Stated exercise a> Return the part of the passage on colonialism and human nature between "There's this pretty" and "you were me.", inclusive, with the wording unchanged.

Text excerpt>

This is the enticing trap of colonialism, for once your country tastes the labor, the goods, the blood of one colony, they will never be satisfied. Interest groups are often a mechanic that feels a little half-baked and oversimplified, but on this point they feel fundamentally correct: Basically no group within a colonial power opposes colonization. It’s just objectively profitable for them, when the world is filtered through this lens of economics to such an extent that all is consumed by it. Even when your society has more than anyone else in the world, they still desire to just consume more and more and more. I’d almost say this game is cynical if it wasn’t so fucking on point. When the world is all an abstract map of economic affairs, the desire to paint your color across the world is almost natural. For a moment, I understand how we got to where we are.
But then I zoom in on the world and it comes alive, and I can understand no longer.
- - -
A post-script as thanks for reading:
I find recently that most of my media analysis tends to find itself drawn magnetically to human nature as a concept in one way or another. Sometimes it's an obvious connection, like Killers of the Flower Moon, and sometimes it's a little more obtuse, as with this review. But even here we made the connection at the end: "the desire to paint your color across the world is almost natural." I think this actually comes full circle to the comment I made about economics being bullshit at the beginning of the review, a connection which I'll explore in a moment. I think it's probably a very important idea to focus on because it seems to deeply underpin basically all of how we understand the world, and I think we don't get to the center of that nearly often enough. How can you deconstruct an ideology without understanding its foundations?
There's this pretty fundamental assertion that every regressive, conservative, etc. etc. likes to make in their art, which is that on some level This Is Just How Things Are, which always takes the form of telling us that some particular tendency is just part of human nature. Isn't it just so convenient that those who did horrific evil in order to claw their way to the top of hegemony, and who continue to employ great violence at their behest in order to maintain that power, didn't really do anything bad because if everyone does something how can it really be bad? It's a deeply false but psychologically necessary claim: That the evil I do is not evil, and you would have done it too if you were me.
It's the same reduction that is made to turn humans into economic machines—understanding us simply as a set of material inputs and outputs who consume and produce things. It's a claim that if you had the same material conditions, you would necessarily do the same thing. But this denies the "you" in you, doesn't it? Think about yourself for a moment. Find where "you" are, the consciousness and the observer of the consciousness, whatever that means to you. How is this amorphous primal beast of a thing reducible to deterministic inputs and outputs? Do you really believe that? This is merely an assertion of their axioms of truth onto yours, a refusal to negotiate reality with you but instead an insistence of their own experience, a complete and utter denial of the real of the subjective, of the concept of a You! It is the ultimate solipsism, the greatest sin, the making of man into machine with a computerized brain, the ooze of capital left behind in the creases of everyone's brain from its utter hegemonic power in the ideological realm.

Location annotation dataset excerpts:

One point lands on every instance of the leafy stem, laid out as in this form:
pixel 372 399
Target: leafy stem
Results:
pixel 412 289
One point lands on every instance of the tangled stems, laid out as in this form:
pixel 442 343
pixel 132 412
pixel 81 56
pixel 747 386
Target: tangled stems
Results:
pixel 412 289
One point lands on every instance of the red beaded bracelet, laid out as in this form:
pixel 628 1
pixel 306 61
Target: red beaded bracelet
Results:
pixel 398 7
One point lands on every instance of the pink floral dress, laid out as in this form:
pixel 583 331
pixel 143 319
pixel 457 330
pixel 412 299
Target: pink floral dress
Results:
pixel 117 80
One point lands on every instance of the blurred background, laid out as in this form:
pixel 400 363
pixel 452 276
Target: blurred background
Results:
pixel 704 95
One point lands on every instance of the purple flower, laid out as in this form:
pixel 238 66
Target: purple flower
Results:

Stated exercise b> Retype the lines of the records between the lines holding "One point lands on every instance of the tangled" and "pixel 117 80", inclusive, keeping each one identical to the original.

Task solution a>
There's this pretty fundamental assertion that every regressive, conservative, etc. etc. likes to make in their art, which is that on some level This Is Just How Things Are, which always takes the form of telling us that some particular tendency is just part of human nature. Isn't it just so convenient that those who did horrific evil in order to claw their way to the top of hegemony, and who continue to employ great violence at their behest in order to maintain that power, didn't really do anything bad because if everyone does something how can it really be bad? It's a deeply false but psychologically necessary claim: That the evil I do is not evil, and you would have done it too if you were me.

Task solution b>
One point lands on every instance of the tangled stems, laid out as in this form:
pixel 442 343
pixel 132 412
pixel 81 56
pixel 747 386
Target: tangled stems
Results:
pixel 412 289
One point lands on every instance of the red beaded bracelet, laid out as in this form:
pixel 628 1
pixel 306 61
Target: red beaded bracelet
Results:
pixel 398 7
One point lands on every instance of the pink floral dress, laid out as in this form:
pixel 583 331
pixel 143 319
pixel 457 330
pixel 412 299
Target: pink floral dress
Results:
pixel 117 80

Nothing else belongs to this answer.